## Your objective
Decide whether each statement agrees with the funeral account below: (a) the husband was 40 and the first of his friends to die; (b) the funeral was held on a Saturday; (c) the two boys put white lilies on the coffin. Answer yes or no for each, quoting the deciding words.

## Text passage
* * * * * * *
It was my husbands funeral on friday, loads of friends & family, all shocked & sad.
Many feeling guilty & going round & round in circles like i have wondering, what could we have done? when did it start? why did it start? why didnt he talk to them about it? His mum feels guilty cos she gave him money, his sibling cos she's a doctor & should've noticed, his mates cos they all drank together.... so many victims.
At 40, he was the first of his friends to die, so school & college friends came from all over, including Australia, Bali & Canada, what a shame he wasnt here to see them.
Many apologised to me for not taking me seriously when i'd asked for help, its nobodys fault, he told them i was just nagging & exaggerating & he had become an excellent liar.
My 2 little boys (age 2 & 4) were adorable, they placed some red roses on the coffin & asked lots of strange questions, where is daddy? Has he got a pillow? How did he get up there?
It shouldnt have happened, its such a waste. I want to shout it from the rooftops ! WHAT A WASTE !
* * * * * * *
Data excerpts

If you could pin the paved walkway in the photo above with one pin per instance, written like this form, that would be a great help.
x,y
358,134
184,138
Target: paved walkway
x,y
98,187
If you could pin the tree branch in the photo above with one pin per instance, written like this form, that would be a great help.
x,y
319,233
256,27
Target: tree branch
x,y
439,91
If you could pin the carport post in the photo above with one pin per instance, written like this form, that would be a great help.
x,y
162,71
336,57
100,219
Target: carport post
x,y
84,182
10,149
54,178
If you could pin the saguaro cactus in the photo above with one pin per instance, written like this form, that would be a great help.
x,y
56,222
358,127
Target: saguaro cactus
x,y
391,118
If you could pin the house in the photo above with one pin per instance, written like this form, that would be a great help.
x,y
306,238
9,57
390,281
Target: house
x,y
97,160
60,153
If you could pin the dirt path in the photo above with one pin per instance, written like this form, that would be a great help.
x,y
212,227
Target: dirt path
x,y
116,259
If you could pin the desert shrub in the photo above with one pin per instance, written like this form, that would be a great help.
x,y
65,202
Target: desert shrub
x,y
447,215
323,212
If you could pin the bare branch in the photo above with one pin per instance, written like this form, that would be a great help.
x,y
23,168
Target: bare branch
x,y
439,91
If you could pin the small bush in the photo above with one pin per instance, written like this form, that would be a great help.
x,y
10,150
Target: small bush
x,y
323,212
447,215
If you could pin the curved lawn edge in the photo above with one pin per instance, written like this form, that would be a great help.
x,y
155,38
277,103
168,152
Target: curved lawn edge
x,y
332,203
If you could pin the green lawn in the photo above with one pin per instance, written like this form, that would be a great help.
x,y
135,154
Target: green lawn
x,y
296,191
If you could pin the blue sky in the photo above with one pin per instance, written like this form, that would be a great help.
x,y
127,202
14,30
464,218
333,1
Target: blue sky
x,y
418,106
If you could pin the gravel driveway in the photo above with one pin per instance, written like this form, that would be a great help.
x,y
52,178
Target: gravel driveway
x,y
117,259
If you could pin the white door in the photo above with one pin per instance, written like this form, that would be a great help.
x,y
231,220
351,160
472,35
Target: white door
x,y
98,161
* * * * * * *
## Result
(a) Yes: "At 40, he was the first of his friends to die"
(b) No: "It was my husbands funeral on friday"
(c) No: "they placed some red roses on the coffin"